WRITTEN REQUEST
Exactly repeat all the records below, omitting the images they hold.

TASK MATERIAL
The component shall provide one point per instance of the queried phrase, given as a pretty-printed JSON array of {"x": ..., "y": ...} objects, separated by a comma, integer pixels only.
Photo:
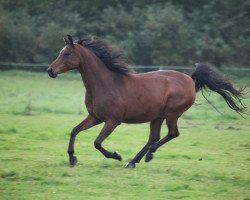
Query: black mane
[{"x": 113, "y": 58}]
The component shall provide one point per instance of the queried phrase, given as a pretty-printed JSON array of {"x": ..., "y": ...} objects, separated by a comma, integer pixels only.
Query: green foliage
[
  {"x": 210, "y": 159},
  {"x": 173, "y": 32}
]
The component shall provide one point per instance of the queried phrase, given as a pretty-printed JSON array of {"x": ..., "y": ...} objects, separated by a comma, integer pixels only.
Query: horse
[{"x": 116, "y": 94}]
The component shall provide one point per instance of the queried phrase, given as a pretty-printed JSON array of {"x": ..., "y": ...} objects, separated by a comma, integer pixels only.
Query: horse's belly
[{"x": 146, "y": 114}]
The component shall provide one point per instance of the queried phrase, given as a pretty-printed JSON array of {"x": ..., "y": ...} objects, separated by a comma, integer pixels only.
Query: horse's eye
[{"x": 66, "y": 54}]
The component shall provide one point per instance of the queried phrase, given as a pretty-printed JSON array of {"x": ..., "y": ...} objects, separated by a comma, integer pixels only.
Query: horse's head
[{"x": 67, "y": 59}]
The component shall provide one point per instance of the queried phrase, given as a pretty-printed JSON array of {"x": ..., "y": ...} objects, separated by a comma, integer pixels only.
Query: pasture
[{"x": 210, "y": 159}]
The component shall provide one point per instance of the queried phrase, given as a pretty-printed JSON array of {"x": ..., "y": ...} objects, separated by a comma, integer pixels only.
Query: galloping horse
[{"x": 115, "y": 94}]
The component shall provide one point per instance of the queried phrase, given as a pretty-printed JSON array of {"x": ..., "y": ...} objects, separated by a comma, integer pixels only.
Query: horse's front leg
[
  {"x": 105, "y": 132},
  {"x": 85, "y": 124}
]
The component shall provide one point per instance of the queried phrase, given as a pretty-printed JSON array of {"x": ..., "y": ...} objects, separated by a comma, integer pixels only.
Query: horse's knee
[
  {"x": 97, "y": 145},
  {"x": 175, "y": 134}
]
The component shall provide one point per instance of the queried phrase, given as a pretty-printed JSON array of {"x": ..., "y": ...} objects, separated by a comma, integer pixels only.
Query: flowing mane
[{"x": 113, "y": 58}]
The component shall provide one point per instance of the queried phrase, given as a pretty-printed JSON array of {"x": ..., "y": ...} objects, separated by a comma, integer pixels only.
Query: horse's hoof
[
  {"x": 130, "y": 165},
  {"x": 149, "y": 156},
  {"x": 117, "y": 156},
  {"x": 73, "y": 161}
]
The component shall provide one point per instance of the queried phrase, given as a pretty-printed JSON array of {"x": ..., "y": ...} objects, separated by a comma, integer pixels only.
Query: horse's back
[
  {"x": 179, "y": 89},
  {"x": 156, "y": 94}
]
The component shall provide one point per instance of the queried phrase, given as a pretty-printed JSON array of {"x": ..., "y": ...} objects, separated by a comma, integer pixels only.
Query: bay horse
[{"x": 115, "y": 94}]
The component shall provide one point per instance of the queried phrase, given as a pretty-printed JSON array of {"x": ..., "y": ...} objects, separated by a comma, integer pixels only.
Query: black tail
[{"x": 205, "y": 77}]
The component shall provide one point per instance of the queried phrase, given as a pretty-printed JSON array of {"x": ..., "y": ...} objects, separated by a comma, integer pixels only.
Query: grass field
[{"x": 210, "y": 159}]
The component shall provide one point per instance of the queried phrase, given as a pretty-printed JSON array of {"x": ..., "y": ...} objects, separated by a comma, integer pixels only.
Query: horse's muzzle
[{"x": 51, "y": 73}]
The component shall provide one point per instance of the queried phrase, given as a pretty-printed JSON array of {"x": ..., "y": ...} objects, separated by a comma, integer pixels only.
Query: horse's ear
[
  {"x": 66, "y": 41},
  {"x": 70, "y": 39}
]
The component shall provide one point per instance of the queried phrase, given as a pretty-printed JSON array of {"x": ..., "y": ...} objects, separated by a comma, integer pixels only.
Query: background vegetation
[
  {"x": 163, "y": 32},
  {"x": 210, "y": 159}
]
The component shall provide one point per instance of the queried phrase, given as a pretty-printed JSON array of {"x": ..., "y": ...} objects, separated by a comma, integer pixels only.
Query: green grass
[{"x": 210, "y": 159}]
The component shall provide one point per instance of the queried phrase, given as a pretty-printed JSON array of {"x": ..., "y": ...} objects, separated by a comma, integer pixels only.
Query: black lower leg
[
  {"x": 105, "y": 132},
  {"x": 115, "y": 155}
]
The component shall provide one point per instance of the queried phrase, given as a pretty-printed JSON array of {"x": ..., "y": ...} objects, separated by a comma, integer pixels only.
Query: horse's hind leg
[
  {"x": 172, "y": 133},
  {"x": 154, "y": 136},
  {"x": 105, "y": 132},
  {"x": 85, "y": 124}
]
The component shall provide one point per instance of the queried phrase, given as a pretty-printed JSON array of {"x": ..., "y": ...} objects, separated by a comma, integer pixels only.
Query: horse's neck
[{"x": 96, "y": 76}]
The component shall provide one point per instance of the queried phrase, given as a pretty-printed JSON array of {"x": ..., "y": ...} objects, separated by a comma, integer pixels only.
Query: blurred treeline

RESPONSE
The component shall provide one point per instance of the queried phrase, given as a pretty-printed JSON array of {"x": ..., "y": ...} objects, separated by a comma, integer pixels only.
Photo:
Query: black mane
[{"x": 113, "y": 58}]
The component shall provide one point per instance of the queried phrase, given as a pretty-printed JSON array of {"x": ..., "y": ...} objects, separated by a comma, integer pixels only.
Query: green foliage
[
  {"x": 210, "y": 159},
  {"x": 173, "y": 32}
]
The component shall provide one point per instance of the queried phrase, given as a pretty-printed JSON array of {"x": ..., "y": ...} objects, separated by a comma, integer pixels only.
Query: horse
[{"x": 116, "y": 94}]
The component shall provide one point per instance of the queried phrase, given as a pretty-printed JSON array of {"x": ..., "y": ...} objects, separated by a comma, integer pixels only.
Query: horse's belly
[{"x": 146, "y": 114}]
The component shall provide one point per instance of the queried phrase, given as a pretty-printed JSON array of {"x": ..., "y": ...} objects, separated by a comma, integer pixels only.
Query: horse's eye
[{"x": 66, "y": 54}]
The component shall provide one point per instance of the queried phrase, given as a pretty-printed JSON array of {"x": ..., "y": ...} objects, separated by a comma, integer pixels only.
Query: horse's head
[{"x": 67, "y": 59}]
The component shall provide one point per instance of the queried phrase, given as a pretty-printed JSON array of {"x": ..., "y": ...} objects, separated by a comma, integer pixels only.
Query: pasture
[{"x": 210, "y": 159}]
The component shall provide one point per instance of the queried phrase, given as a pretty-printed JSON array of {"x": ..., "y": ...} objects, separated by a comma, integer pixels only.
Query: galloping horse
[{"x": 115, "y": 94}]
The component shall provide one point per instance of the queried phrase, given as a pretty-printed JSON array of {"x": ..., "y": ...} objects, separated by a comma, integer pixels only.
Query: horse's front leg
[
  {"x": 105, "y": 132},
  {"x": 85, "y": 124}
]
The component shall provide one point per instance of the queried phrase, given as a pretty-printed JSON array of {"x": ..., "y": ...} objects, separated by a comma, integer pixels only.
Query: horse's knee
[
  {"x": 97, "y": 145},
  {"x": 175, "y": 134}
]
The component shall provide one point per instance of the queried phrase, given as a pretty-printed JSON array of {"x": ..., "y": ...} objects, separated by a comma, integer pixels only.
Query: flowing mane
[{"x": 113, "y": 58}]
The component shall provide one point per instance of the queried phrase, given as a pretty-printed JSON array of {"x": ..., "y": ...} objects, separated by a comma, integer pixels only.
Query: horse's hoof
[
  {"x": 130, "y": 165},
  {"x": 149, "y": 156},
  {"x": 117, "y": 156},
  {"x": 73, "y": 161}
]
The component shall provide one point per instance of the queried phrase, given as a pretty-printed JSON array of {"x": ..., "y": ...} objects, separated by a comma, integer pixels only.
Query: horse's back
[
  {"x": 179, "y": 89},
  {"x": 156, "y": 94}
]
The component shall provide one point per instance of the queried phrase, given as a pretty-printed JSON array of {"x": ..., "y": ...} objects, separated by a comma, integer pixels only.
Query: bay horse
[{"x": 115, "y": 94}]
The component shall provide one point per instance of the queried phrase, given as a pretty-printed JSON array of {"x": ..., "y": ...} objects, separated by a comma, integer pixels only.
Query: black tail
[{"x": 205, "y": 77}]
The component shall provide one point per instance of the queried phrase, given as a pretty-printed JSON array of {"x": ..., "y": ...} objects, separated by a comma, integer pixels only.
Query: grass field
[{"x": 210, "y": 159}]
The component shall provide one point per instance of the queried phrase, given as a pretty-printed JSON array of {"x": ..., "y": ...} objects, separated by a comma, integer pixels only.
Query: horse's muzzle
[{"x": 51, "y": 73}]
The component shall provide one point per instance of the queried phrase, given as a pretty-printed JSON array of {"x": ..., "y": ...} objects, separated by a comma, integer pixels only.
Query: horse's ear
[
  {"x": 66, "y": 41},
  {"x": 70, "y": 39}
]
The component shall provide one point per instance of the queried phrase, given as a pretty-printed JSON array of {"x": ..., "y": ...} objects, separated by a comma, integer pixels only.
Query: background vegetation
[
  {"x": 163, "y": 32},
  {"x": 210, "y": 159}
]
The component shall provide one point per instance of the queried phrase, given as a pretty-printed JSON array of {"x": ..., "y": ...} objects, separated by a comma, integer pixels only.
Query: green grass
[{"x": 210, "y": 159}]
The component shall provide one point per instance of the queried phrase, given as a pretty-printed JSON array of {"x": ..., "y": ...} objects, separated by a comma, integer pixels only.
Query: black lower leg
[
  {"x": 105, "y": 132},
  {"x": 115, "y": 155}
]
The component shall provide one point per instance of the queried phrase, given as a pretty-printed JSON array of {"x": ..., "y": ...} objects, separated by a comma, integer pixels only.
Query: horse's hind leg
[
  {"x": 172, "y": 133},
  {"x": 154, "y": 136},
  {"x": 105, "y": 132},
  {"x": 85, "y": 124}
]
The component shall provide one point per instance of the queried phrase, given as a pretty-printed JSON array of {"x": ..., "y": ...} objects, separated by a comma, integer pixels only.
Query: horse's neck
[{"x": 96, "y": 76}]
The component shall provide one point per instance of the queried phrase, given as a pretty-printed JSON array of {"x": ..., "y": ...} objects, separated by a comma, integer pixels only.
Query: blurred treeline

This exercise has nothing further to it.